▶ _Excerpted passage_
============

Day 13: Claw Contraption
Mix.install([
{:kino, "~> 0.14.0"}
])Reading
- We’re in the Arcade on the claw machine
-
There are two inputs:
- A Button, costs 3 tokens to press
- B Button, costs 1 token to press
- button moves claw to the right (on x-axis) or forward (on y-axis)
-
A machine has one price
- to win it, the claw must be EXACTLY above it
-
initial claw position is always
0|0
-
Input is the following:
- How much does Button A move the crane
- How much does Button B move the crane
- Where exactly is the price
- Empty line to mean a new machine with different config
-
Output: The minimum number of tokens required to win all prizes
- NOTE: Some machines can’t be won!

============

▶ _Excerpted records_

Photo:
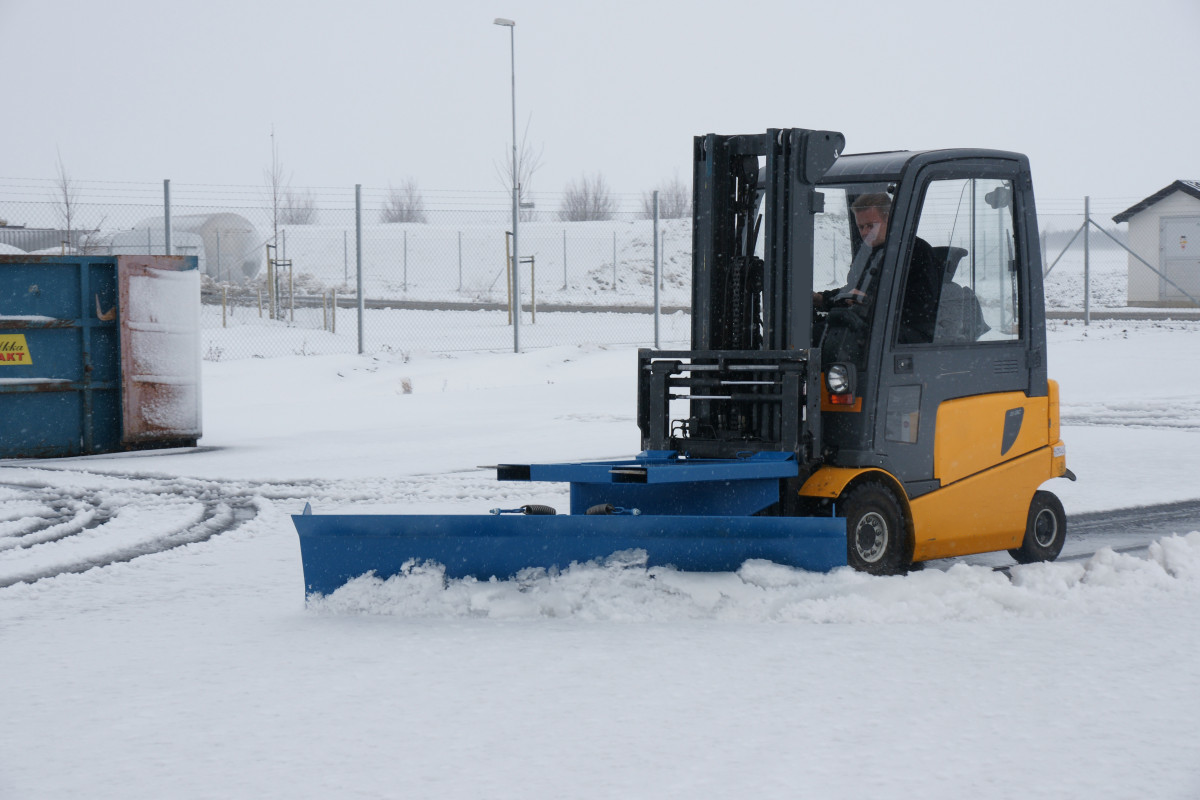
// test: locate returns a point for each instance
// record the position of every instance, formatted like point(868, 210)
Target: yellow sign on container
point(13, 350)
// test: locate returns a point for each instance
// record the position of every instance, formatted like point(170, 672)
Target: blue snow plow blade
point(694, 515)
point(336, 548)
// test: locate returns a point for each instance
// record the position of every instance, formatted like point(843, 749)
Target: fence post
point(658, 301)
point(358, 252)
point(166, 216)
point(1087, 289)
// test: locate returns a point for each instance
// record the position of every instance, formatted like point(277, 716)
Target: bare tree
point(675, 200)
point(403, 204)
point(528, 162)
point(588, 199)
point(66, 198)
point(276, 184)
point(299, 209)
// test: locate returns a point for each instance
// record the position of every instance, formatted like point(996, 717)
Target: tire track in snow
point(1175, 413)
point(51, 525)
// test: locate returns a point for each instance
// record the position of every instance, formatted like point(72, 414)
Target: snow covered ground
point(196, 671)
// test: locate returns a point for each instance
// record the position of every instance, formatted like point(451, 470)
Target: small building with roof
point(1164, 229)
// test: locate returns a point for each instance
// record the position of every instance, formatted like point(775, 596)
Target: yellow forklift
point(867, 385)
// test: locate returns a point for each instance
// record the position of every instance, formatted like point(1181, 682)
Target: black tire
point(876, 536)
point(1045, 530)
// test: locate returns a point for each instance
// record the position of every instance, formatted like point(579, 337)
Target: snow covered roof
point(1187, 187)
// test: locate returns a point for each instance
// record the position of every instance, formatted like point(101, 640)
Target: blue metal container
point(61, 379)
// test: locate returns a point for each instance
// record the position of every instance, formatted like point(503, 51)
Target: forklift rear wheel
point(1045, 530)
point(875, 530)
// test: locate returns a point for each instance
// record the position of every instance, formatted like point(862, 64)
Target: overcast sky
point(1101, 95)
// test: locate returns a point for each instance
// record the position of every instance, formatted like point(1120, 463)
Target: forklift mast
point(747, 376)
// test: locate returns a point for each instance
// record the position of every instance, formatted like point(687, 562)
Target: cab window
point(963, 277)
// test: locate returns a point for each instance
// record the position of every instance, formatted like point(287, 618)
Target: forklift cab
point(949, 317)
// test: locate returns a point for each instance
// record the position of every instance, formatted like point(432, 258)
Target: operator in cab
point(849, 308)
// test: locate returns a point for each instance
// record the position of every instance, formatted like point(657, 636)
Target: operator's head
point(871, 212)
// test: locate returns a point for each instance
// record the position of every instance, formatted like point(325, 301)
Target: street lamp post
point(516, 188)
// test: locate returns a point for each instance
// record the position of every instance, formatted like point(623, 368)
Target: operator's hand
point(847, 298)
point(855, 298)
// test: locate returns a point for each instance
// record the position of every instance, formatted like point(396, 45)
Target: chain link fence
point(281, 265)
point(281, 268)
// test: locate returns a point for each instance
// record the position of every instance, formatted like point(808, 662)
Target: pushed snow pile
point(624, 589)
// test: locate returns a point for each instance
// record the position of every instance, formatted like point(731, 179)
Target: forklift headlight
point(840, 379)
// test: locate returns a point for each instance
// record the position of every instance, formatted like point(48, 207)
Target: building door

============

▶ _Your tasks_
(a) In the claw machine notes, how many tokens does one press of the A button cost?
(b) Can you condense the section of the claw machine notes that begins "There are two inputs" into one sentence, keeping its facts?
(c) Carry the claw machine notes forward past their last line.
Nothing in the records is needed here.

▶ _Exercise responses_
(a) 3 tokens.

(b) The claw has two buttons: A costs 3 tokens per press and B costs 1, and a press moves the claw right along the x-axis or forward along the y-axis.

(c)
- We can early-exit if a single Button must be pressed more than 100 times
Input
defmodule MachineConf do
defstruct btn_a: {0,0}, btn_b: {0,0}, prize: {0,0}
def new(), do: %__MODULE__{}
def parse(conf, "Button A: " <> rest), do: %__MODULE__{conf | btn_a: parse_claw_change(rest)}
def parse(conf, "Button B: " <> rest), do: %__MODULE__{conf | btn_b: parse_claw_change(rest)}
def parse(conf, "Prize: " <> rest), do: %__MODULE__{conf | prize: parse_pos(rest)}
def parse(_conf, "\n"), do: :done
defp parse_claw_change(changes) do
[_, x, _, y] = String.split(changes, ~w(+ ,))
x = String.to_integer(x)
y = y |> String.trim_trailing() |> String.to_integer()
{x, y}
end
defp parse_pos(prize_pos) do
[_, x, _, y] = String.split(prize_pos, ~w(= ,))
x = String.to_integer(x)
y = y |> String.trim_trailing() |> String.to_integer()
{x, y}
end
end
claw_machines =
Kino.FS.file_path("day13_input.bin")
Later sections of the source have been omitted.